INFORMATION GIVEN:
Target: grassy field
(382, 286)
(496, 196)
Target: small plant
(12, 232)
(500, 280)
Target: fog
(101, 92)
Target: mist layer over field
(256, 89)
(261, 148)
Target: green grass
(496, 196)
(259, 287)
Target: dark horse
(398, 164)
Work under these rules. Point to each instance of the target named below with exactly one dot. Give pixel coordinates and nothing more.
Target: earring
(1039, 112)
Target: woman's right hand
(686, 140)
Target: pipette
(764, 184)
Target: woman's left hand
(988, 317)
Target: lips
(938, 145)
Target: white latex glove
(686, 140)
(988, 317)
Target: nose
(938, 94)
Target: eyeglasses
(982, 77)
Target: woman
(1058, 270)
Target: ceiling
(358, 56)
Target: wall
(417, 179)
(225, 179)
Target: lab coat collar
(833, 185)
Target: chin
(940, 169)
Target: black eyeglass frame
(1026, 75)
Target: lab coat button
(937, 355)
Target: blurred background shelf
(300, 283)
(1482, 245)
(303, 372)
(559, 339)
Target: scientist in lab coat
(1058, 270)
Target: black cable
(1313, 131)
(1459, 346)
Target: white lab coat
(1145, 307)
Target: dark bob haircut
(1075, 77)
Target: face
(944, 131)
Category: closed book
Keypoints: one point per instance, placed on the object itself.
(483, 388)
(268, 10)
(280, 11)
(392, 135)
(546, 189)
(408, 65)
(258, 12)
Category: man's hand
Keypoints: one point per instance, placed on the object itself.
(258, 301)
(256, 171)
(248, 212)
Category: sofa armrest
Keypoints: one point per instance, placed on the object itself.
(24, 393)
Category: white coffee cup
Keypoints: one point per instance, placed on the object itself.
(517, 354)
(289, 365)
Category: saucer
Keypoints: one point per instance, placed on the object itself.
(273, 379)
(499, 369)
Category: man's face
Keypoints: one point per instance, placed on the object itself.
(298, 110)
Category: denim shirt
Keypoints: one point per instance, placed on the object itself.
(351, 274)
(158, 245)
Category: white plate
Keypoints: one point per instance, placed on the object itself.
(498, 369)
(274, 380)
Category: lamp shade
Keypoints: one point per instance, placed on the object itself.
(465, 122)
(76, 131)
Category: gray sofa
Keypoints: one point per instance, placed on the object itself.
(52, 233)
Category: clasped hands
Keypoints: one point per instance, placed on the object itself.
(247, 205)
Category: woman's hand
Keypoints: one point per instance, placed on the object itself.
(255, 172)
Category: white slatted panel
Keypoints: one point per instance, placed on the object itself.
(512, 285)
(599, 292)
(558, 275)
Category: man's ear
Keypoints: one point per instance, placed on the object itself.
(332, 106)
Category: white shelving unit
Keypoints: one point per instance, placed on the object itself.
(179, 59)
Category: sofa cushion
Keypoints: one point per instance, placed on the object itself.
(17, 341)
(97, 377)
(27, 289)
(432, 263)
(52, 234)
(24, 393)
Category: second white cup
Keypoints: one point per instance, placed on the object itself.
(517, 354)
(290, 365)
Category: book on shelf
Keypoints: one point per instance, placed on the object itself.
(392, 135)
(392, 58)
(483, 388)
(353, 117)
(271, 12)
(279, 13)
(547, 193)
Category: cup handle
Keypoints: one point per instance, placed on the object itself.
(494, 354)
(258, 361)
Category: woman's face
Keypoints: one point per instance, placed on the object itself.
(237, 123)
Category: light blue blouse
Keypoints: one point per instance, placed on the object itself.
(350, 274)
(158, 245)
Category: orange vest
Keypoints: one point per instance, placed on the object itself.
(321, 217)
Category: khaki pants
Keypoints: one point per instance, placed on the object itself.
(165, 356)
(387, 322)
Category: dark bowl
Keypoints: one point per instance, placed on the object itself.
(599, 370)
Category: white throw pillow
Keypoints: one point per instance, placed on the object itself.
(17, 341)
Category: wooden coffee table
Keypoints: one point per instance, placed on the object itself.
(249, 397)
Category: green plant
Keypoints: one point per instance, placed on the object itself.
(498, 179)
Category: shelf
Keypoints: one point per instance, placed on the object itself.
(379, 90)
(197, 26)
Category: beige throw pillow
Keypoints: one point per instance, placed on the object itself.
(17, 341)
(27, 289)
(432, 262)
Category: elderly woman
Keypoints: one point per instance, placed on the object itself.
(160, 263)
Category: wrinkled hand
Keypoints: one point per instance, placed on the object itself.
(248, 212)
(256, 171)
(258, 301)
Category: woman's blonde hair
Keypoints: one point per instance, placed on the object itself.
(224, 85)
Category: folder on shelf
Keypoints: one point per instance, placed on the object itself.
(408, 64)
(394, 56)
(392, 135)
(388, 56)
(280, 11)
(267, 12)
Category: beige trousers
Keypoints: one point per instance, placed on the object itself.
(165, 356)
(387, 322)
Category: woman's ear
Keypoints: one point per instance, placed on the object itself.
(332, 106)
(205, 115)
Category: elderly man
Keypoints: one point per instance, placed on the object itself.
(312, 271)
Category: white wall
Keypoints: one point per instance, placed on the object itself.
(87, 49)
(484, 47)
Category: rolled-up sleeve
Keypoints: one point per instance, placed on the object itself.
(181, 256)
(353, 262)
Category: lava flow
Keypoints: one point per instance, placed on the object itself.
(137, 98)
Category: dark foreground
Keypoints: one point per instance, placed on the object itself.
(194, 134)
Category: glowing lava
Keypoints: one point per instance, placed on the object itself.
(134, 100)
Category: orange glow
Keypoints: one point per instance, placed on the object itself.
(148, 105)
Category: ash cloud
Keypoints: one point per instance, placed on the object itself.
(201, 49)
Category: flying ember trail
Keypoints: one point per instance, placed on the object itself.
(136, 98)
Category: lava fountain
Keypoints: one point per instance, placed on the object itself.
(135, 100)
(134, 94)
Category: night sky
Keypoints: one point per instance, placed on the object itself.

PROBLEM REQUIREMENTS:
Return precisely the lines of the records, starting with the line that holds "Category: white wall" and ending with the last one.

WORKED SOLUTION:
Category: white wall
Keypoints: one point per instance, placed on the object itself.
(87, 49)
(484, 47)
Category: rolled-up sleeve
Keypoints: one point per instance, placed on the object itself.
(181, 256)
(353, 262)
Category: lava flow
Keypoints: one point per instance, placed on the object itself.
(137, 98)
Category: dark foreground
Keypoints: one point per instance, placed on the object itself.
(194, 134)
Category: glowing lava
Keypoints: one point per instance, placed on the object itself.
(134, 100)
Category: orange glow
Keypoints: one point per instance, placed on the object itself.
(148, 105)
Category: ash cloud
Keypoints: one point per instance, placed on the object itself.
(201, 49)
Category: flying ember trail
Keypoints: one point per instance, placed on the object itself.
(136, 98)
Category: lava fountain
Keypoints: one point per instance, placed on the object itself.
(135, 100)
(134, 94)
Category: night sky
Keypoints: one point per instance, placed on the object itself.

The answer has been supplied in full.